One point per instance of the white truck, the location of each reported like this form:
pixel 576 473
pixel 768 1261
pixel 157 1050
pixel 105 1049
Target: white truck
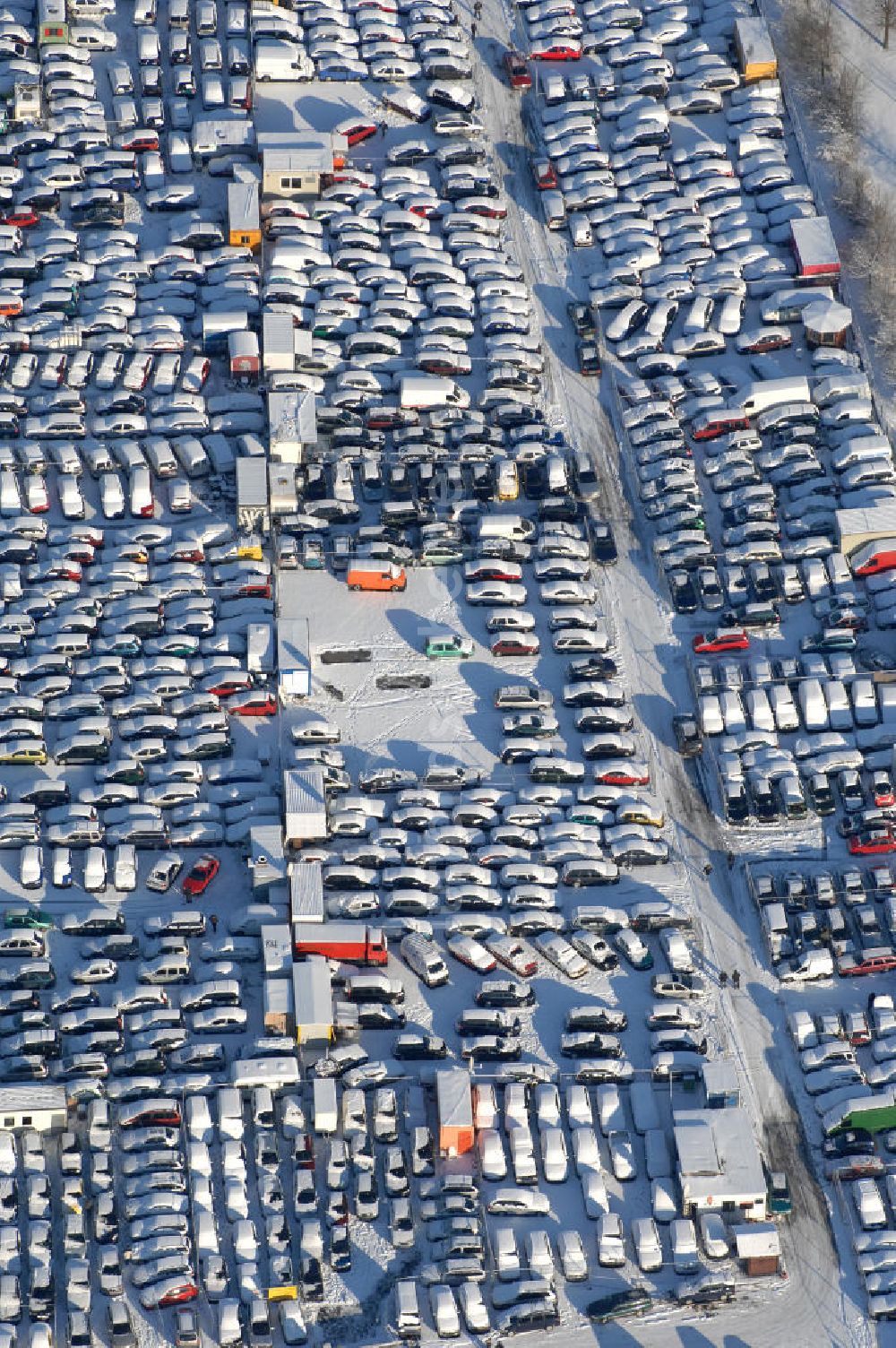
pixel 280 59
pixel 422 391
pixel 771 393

____________________

→ Problem to work on: Rewrite the data above, changing each "white truck" to "silver van" and keeping everything else the same. Leave out the picture.

→ Right answer:
One point per instance of the silver van, the location of each reported like this form:
pixel 576 473
pixel 768 1261
pixel 157 1050
pixel 105 1049
Target: silver van
pixel 280 59
pixel 422 391
pixel 771 393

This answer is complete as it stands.